Excerpts of bounding box data:
□ □ □ □ □

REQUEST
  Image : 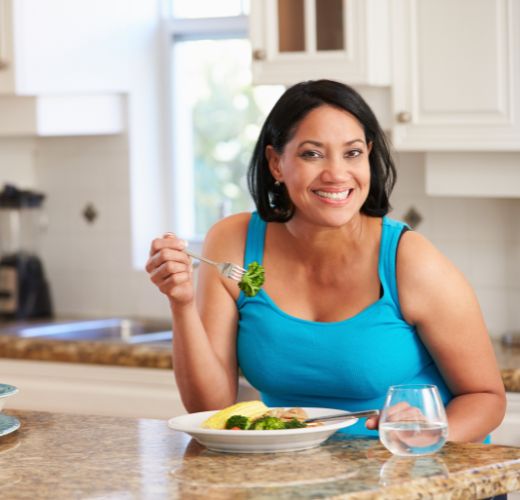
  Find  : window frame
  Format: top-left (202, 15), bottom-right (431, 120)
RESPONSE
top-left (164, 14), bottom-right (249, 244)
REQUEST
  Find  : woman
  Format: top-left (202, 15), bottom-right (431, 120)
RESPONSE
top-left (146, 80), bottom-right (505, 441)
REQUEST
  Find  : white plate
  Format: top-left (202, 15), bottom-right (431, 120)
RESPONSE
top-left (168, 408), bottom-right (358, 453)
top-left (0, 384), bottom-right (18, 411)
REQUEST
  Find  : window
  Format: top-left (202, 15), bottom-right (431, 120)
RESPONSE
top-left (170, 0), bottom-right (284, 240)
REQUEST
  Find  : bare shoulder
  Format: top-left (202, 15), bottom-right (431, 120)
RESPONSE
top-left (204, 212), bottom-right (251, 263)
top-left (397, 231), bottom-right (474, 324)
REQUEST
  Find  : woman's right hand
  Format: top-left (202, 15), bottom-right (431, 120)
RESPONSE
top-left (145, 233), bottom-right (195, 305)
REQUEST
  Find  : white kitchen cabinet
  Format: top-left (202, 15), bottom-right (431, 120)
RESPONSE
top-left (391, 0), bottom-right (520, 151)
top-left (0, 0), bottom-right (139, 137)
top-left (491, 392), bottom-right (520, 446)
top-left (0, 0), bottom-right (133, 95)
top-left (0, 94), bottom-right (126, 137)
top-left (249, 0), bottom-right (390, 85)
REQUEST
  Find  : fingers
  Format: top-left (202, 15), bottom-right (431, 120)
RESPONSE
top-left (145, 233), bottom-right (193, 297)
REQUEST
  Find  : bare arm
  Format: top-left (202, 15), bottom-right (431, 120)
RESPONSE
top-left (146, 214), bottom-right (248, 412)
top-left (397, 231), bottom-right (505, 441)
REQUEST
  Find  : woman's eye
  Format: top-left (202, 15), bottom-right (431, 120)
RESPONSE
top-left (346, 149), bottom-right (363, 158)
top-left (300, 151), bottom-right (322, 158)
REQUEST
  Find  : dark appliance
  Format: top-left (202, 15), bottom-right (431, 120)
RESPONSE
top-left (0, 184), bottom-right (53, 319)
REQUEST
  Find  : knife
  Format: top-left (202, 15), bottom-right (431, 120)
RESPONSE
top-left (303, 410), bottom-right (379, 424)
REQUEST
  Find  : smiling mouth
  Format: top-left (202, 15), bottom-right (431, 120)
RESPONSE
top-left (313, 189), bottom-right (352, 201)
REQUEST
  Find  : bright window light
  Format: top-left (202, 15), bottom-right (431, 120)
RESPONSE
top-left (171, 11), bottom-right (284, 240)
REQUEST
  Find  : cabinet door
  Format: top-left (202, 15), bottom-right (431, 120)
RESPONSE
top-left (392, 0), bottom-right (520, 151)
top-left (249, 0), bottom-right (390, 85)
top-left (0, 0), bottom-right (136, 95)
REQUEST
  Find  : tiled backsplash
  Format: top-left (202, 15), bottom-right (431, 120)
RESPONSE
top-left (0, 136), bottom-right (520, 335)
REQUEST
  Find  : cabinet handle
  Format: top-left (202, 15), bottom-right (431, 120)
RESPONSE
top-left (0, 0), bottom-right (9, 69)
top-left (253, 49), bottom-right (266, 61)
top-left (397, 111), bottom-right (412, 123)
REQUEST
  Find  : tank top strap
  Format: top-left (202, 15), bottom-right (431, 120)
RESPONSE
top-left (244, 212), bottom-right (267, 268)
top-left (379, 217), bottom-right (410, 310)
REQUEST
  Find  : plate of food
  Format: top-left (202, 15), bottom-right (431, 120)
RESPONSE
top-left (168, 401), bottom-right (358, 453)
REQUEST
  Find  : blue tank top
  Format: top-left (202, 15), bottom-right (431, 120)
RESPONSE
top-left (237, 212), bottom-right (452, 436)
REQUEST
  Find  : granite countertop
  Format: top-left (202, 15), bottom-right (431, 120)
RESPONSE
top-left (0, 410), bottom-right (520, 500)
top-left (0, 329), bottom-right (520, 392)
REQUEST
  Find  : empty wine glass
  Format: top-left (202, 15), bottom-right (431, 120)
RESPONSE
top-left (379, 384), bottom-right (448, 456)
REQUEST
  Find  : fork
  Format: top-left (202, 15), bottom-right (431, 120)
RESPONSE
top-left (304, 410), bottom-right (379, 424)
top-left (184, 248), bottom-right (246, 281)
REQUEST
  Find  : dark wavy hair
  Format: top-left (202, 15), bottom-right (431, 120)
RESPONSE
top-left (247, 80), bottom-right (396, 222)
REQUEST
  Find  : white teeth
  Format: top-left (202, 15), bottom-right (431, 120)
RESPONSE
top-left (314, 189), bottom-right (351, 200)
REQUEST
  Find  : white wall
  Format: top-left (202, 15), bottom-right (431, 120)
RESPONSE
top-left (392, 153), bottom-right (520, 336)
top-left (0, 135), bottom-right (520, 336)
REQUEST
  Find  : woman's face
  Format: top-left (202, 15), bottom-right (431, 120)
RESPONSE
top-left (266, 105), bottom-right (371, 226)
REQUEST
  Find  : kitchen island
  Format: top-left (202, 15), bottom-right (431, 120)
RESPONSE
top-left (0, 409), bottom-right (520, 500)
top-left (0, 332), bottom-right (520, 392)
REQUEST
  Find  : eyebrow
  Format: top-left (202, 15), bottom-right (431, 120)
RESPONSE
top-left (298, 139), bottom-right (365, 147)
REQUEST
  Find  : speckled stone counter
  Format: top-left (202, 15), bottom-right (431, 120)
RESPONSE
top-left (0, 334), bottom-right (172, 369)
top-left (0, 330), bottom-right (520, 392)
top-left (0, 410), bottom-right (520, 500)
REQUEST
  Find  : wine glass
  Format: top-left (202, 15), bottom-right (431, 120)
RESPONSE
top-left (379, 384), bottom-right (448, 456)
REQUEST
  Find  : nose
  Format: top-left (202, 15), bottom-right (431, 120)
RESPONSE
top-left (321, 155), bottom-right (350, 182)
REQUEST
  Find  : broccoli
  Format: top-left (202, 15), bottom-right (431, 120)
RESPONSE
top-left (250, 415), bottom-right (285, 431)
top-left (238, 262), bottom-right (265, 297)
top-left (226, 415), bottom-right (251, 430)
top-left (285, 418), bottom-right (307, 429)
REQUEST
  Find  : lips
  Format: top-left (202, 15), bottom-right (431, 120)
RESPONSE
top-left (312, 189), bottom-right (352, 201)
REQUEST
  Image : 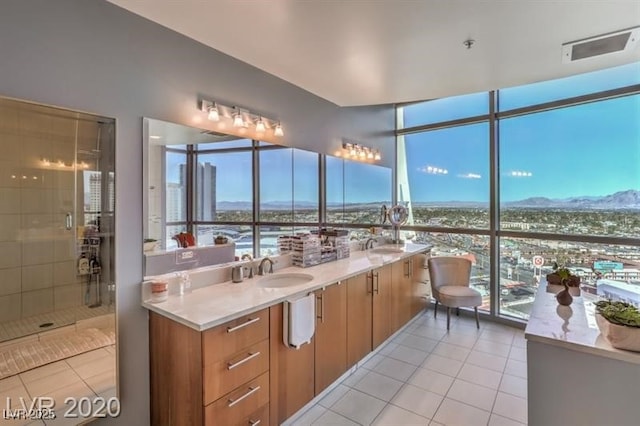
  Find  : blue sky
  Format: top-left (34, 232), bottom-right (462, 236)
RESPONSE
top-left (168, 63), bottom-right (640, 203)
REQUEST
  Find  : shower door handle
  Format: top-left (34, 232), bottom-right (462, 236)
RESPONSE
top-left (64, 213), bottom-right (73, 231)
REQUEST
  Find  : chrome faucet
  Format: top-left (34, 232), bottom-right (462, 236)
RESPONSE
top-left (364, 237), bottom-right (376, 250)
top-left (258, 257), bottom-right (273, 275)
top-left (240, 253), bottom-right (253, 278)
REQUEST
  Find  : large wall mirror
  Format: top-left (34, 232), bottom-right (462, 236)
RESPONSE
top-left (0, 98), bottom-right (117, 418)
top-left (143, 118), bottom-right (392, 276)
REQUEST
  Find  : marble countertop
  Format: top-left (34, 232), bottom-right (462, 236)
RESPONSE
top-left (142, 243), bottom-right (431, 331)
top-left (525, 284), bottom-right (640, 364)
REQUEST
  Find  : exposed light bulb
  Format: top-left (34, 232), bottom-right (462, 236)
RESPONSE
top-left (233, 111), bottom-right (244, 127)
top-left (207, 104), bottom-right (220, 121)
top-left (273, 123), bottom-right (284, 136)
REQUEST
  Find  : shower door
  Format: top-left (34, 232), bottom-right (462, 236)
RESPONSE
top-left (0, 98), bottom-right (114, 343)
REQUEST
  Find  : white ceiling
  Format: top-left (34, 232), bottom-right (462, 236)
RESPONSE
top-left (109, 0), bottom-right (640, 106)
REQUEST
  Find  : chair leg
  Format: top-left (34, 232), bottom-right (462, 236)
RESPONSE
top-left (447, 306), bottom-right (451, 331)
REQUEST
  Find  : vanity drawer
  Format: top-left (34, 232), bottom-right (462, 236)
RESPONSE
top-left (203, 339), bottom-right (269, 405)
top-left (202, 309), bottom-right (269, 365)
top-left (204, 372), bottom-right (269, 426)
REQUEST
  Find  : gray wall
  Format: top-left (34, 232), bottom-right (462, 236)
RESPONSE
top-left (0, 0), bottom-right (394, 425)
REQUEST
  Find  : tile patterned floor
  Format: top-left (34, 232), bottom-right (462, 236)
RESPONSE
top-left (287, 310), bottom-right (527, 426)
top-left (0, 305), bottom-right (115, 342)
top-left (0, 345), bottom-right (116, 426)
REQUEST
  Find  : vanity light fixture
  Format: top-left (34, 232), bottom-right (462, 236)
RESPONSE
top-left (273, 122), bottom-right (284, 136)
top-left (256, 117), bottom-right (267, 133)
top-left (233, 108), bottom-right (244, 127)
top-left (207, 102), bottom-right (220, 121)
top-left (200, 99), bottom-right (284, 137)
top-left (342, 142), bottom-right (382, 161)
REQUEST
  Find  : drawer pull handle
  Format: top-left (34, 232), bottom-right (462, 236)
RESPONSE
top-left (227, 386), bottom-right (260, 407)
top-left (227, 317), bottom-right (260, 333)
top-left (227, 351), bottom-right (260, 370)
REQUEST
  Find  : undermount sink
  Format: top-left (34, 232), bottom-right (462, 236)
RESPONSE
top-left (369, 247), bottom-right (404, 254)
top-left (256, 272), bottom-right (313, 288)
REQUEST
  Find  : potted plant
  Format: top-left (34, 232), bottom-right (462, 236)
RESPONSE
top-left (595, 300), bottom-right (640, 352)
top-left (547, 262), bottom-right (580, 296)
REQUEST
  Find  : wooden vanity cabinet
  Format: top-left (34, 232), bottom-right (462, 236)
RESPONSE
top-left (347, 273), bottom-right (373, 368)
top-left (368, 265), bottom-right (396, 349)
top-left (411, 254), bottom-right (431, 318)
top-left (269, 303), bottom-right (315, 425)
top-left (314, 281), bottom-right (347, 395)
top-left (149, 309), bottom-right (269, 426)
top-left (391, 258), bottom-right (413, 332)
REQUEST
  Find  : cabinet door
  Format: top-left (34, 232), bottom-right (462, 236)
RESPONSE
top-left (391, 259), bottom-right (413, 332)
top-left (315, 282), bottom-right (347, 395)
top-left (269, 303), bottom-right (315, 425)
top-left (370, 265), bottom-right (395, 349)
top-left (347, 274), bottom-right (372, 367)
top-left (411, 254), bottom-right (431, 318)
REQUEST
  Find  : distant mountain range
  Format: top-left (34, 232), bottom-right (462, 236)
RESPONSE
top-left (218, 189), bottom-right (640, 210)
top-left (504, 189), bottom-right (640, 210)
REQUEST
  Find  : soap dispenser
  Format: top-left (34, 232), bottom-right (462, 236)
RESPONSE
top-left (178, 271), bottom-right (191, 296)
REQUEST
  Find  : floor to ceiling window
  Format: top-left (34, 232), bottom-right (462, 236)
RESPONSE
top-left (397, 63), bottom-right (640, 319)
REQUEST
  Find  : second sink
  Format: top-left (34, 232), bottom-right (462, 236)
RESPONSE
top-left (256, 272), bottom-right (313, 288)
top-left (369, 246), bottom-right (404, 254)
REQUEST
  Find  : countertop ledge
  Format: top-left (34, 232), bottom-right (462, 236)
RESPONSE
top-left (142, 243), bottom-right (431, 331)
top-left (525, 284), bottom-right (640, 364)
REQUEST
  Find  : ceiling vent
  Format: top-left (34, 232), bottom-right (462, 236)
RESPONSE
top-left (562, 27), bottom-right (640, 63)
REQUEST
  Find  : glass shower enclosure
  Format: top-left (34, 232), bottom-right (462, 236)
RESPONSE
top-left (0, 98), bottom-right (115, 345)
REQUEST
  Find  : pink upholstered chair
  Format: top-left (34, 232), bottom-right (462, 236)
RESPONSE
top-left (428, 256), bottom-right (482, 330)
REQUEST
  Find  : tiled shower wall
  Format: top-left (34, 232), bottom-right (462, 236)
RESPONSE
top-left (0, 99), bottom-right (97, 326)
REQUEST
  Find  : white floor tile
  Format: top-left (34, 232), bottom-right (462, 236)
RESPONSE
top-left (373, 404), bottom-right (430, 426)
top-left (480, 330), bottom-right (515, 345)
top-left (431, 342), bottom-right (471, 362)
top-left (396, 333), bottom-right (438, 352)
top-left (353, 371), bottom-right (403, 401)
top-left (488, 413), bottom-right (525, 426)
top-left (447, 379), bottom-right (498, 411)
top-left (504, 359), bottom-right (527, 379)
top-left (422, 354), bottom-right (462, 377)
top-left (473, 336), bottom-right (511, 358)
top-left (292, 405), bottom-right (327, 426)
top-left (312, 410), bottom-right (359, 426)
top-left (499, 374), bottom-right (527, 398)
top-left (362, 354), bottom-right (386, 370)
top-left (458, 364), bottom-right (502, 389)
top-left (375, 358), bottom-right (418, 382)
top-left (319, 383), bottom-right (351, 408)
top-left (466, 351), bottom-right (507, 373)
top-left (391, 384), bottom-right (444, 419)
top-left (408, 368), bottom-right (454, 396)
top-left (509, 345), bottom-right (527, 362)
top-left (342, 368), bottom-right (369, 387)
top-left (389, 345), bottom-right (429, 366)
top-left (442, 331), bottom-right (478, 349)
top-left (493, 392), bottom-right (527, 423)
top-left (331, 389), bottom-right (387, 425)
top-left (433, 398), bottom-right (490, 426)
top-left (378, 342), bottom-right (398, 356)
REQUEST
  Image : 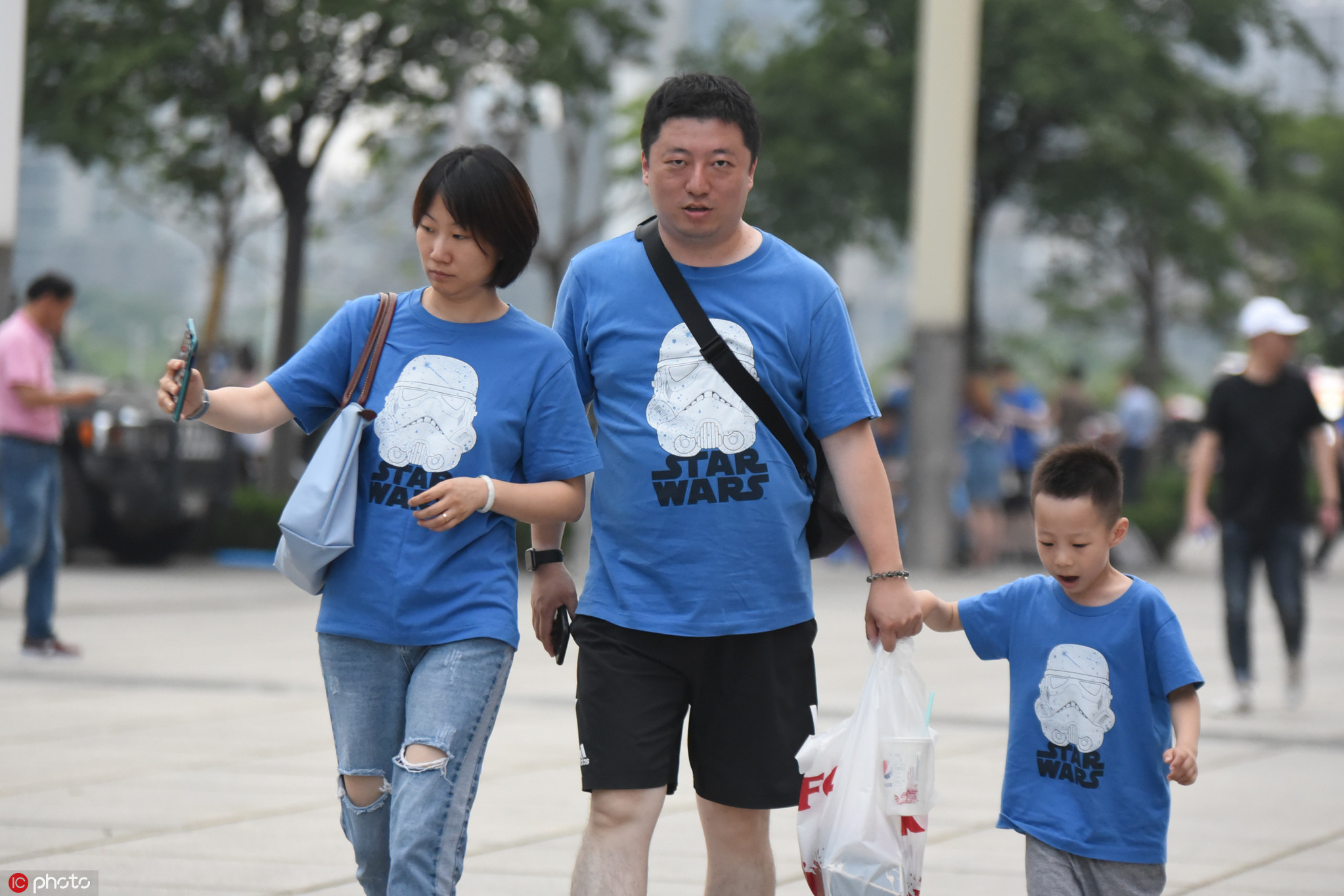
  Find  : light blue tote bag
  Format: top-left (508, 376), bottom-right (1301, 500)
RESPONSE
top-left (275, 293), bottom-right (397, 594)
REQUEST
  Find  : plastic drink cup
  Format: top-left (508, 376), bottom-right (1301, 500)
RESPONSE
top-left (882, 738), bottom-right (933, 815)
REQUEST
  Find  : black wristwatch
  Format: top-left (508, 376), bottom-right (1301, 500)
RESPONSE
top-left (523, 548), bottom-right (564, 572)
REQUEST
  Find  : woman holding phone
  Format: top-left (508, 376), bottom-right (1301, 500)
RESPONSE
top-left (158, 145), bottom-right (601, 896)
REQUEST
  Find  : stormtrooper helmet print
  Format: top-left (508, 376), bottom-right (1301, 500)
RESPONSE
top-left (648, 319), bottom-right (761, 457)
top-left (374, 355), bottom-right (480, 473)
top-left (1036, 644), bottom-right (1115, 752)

□ □ □ □ □

Exercise details. Please select every line of the data above that contains the word "ceiling", and copy each one out in full.

Solution for this problem.
  Find  : white ceiling
  Find  : floor to ceiling window
  Find  : ceiling vent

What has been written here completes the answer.